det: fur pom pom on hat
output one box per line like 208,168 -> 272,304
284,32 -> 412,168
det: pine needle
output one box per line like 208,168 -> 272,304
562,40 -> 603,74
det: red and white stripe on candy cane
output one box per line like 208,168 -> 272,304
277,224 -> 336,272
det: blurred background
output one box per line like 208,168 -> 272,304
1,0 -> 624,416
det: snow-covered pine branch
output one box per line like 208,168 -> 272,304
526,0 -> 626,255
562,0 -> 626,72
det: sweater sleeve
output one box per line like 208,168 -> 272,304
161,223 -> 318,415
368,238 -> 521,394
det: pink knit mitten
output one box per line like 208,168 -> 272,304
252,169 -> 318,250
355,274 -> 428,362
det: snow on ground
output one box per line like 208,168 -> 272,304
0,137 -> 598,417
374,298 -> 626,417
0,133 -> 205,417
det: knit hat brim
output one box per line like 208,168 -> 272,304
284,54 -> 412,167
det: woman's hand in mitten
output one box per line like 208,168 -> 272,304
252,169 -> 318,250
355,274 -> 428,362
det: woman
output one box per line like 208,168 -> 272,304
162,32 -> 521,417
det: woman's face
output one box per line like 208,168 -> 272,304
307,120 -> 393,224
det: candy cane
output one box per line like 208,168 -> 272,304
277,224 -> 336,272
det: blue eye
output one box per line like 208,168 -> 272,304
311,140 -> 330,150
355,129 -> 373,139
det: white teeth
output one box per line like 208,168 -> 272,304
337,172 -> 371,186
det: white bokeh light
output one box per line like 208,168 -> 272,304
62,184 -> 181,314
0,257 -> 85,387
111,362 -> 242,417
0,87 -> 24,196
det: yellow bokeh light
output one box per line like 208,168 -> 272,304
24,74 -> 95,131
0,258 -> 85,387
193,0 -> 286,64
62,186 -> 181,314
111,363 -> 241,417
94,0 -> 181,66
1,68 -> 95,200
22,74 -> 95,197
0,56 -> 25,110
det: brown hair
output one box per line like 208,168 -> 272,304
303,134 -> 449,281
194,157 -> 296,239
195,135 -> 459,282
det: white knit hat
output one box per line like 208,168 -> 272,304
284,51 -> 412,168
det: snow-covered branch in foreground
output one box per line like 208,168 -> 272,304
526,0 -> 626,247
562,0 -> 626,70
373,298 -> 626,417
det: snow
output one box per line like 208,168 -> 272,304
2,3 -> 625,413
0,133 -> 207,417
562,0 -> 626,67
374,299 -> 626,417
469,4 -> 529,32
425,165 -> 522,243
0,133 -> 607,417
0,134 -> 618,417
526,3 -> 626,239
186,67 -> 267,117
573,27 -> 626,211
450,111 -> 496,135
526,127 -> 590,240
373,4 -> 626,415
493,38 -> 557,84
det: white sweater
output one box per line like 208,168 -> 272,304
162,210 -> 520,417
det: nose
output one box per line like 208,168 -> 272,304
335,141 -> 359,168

● ● ● ●

Exercise directions: The response should repeat the whole listing exactly.

Written reply:
det: fur pom pom on hat
output one box per line like 208,168 -> 272,304
284,32 -> 412,168
det: pine needle
output one box per line like 208,168 -> 272,304
562,40 -> 603,74
det: red and white stripe on candy cane
output one box per line like 208,168 -> 272,304
277,224 -> 336,272
det: blurred background
output one box per line like 208,168 -> 272,304
1,0 -> 624,416
det: snow-covered pine branch
output one box per line like 208,168 -> 272,304
526,0 -> 626,255
562,0 -> 626,72
det: sweater sleeve
output one box per line like 208,168 -> 272,304
161,223 -> 318,415
368,238 -> 521,394
det: pink knit mitten
output one box per line like 208,168 -> 272,304
252,169 -> 318,250
355,274 -> 428,362
det: snow on ground
output one box per line like 208,168 -> 272,304
0,137 -> 598,417
374,298 -> 626,417
0,133 -> 205,417
det: knit hat brim
output one box per line like 208,168 -> 272,304
284,54 -> 412,167
det: woman's hand in mitten
output one box per line like 208,168 -> 272,304
252,169 -> 318,250
355,274 -> 428,362
det: woman
output one box per line like 208,168 -> 272,304
162,32 -> 521,417
det: woman's face
output one box per line like 208,168 -> 272,304
307,120 -> 393,224
det: candy cane
output one box per line like 208,168 -> 272,304
277,224 -> 336,272
det: blue eye
output one box per line like 208,168 -> 272,304
311,140 -> 330,150
355,129 -> 373,139
det: white teeth
output one box per line like 208,168 -> 272,304
337,172 -> 371,186
det: white bokeh light
output one box per line like 208,168 -> 272,304
62,184 -> 181,314
0,257 -> 85,387
111,362 -> 242,417
0,87 -> 24,196
det: yellow bokeh light
output one box per line like 208,168 -> 272,304
24,74 -> 95,131
0,258 -> 85,387
193,0 -> 286,64
62,186 -> 181,314
111,363 -> 241,417
94,0 -> 181,66
1,68 -> 95,200
22,74 -> 95,197
0,56 -> 25,110
det: brown hair
output one box per line like 208,168 -> 272,304
303,134 -> 449,281
194,157 -> 296,239
195,135 -> 459,282
det: white knit hat
output one box per line like 208,168 -> 272,304
284,51 -> 412,168
det: snow-covered branch in foreground
output one box per line like 208,168 -> 272,304
526,0 -> 626,247
562,0 -> 626,70
373,298 -> 626,417
det: snow
output one box per line like 208,168 -> 272,304
2,3 -> 625,413
0,133 -> 207,417
562,0 -> 626,67
374,299 -> 626,417
469,4 -> 529,32
425,165 -> 522,243
0,133 -> 607,417
0,134 -> 618,417
526,3 -> 626,239
186,67 -> 267,117
573,27 -> 626,211
450,111 -> 496,135
526,127 -> 590,240
373,4 -> 626,415
493,38 -> 557,84
det: white sweater
output one box per line like 208,168 -> 272,304
162,210 -> 520,417
det: nose
output one box per line like 208,168 -> 272,304
335,141 -> 359,168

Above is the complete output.